The Little Red Schoolhouse, also known as the Columbia School District No. 5 Schoolhouse, is located at 203 Ridgedale Avenue in the borough of Florham Park in Morris County, New Jersey. It was added to the National Register of Historic Places on June 6, 1986, for its significance in architecture and education. It is now operated as a museum by The Historical Society of Florham Park.

==History and description==
Built in 1866, the schoolhouse is a vernacular Italianate one-story narrow red brick masonry building with a steep roof and tall 9/9 windows topped with gently arches. In 1905, it was expanded from four bays to the current six. The open belfry at the front peak with working bell and the gable-end entrance make it instantly identifiable as a typical 19th century one-room schoolhouse.

Its location at the historic crossroads of Florham Park has remained a key reminder of the borough's rural origins. The classic schoolhouse is the borough's icon, appearing on the town flag, letterhead, website, and public works and first responder vehicles.

= Listed records =
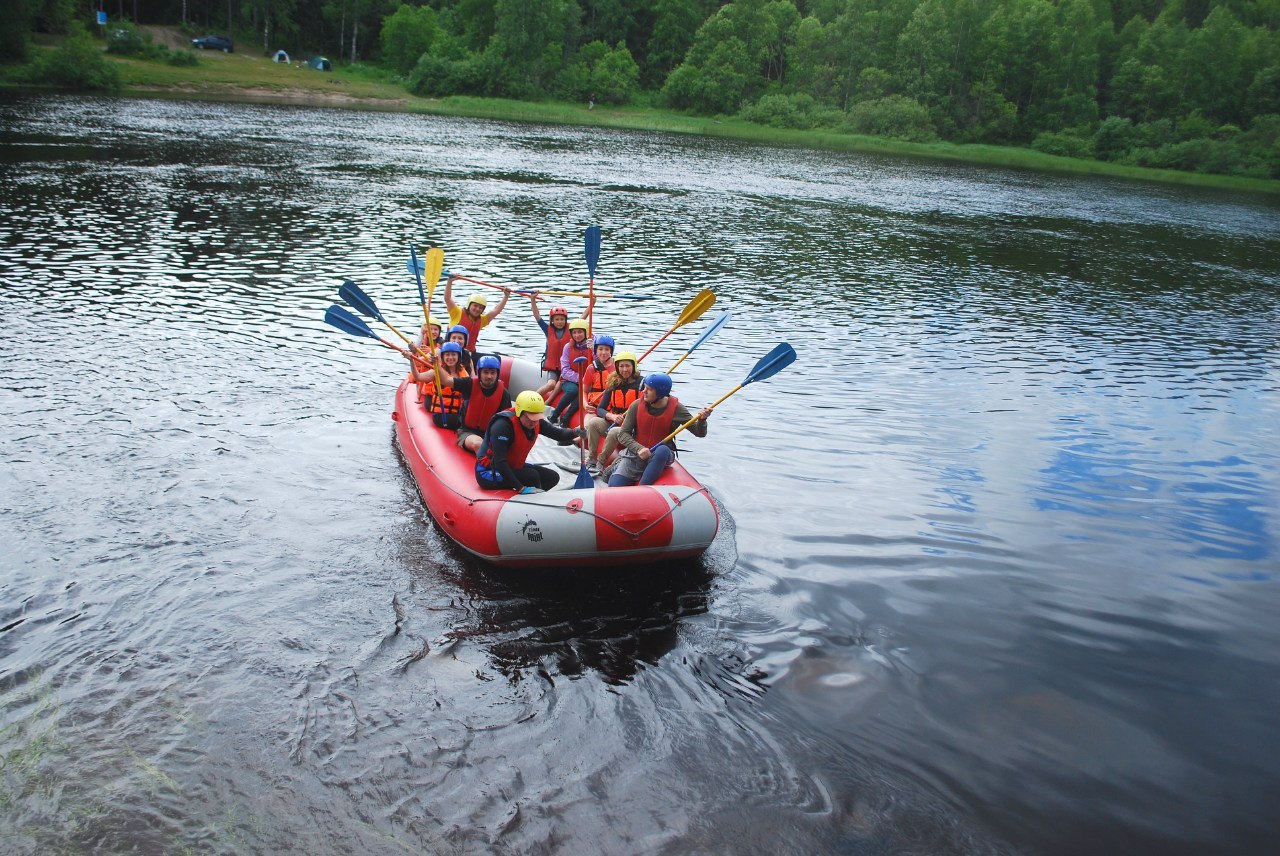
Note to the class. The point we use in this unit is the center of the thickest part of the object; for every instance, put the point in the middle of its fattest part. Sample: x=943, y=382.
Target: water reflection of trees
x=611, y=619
* * *
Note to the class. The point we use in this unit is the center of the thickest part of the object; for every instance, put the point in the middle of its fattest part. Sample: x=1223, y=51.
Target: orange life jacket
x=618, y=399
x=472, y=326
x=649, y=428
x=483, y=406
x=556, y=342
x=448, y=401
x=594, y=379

= Your task =
Copy the Little Red Schoolhouse text word for word, from "The Little Red" to "of Florham Park.".

= Solved problem =
The Little Red Schoolhouse, also known as the Columbia School District No. 5 Schoolhouse, is located at 203 Ridgedale Avenue in the borough of Florham Park in Morris County, New Jersey. It was added to the National Register of Historic Places on June 6, 1986, for its significance in architecture and education. It is now operated as a museum by The Historical Society of Florham Park.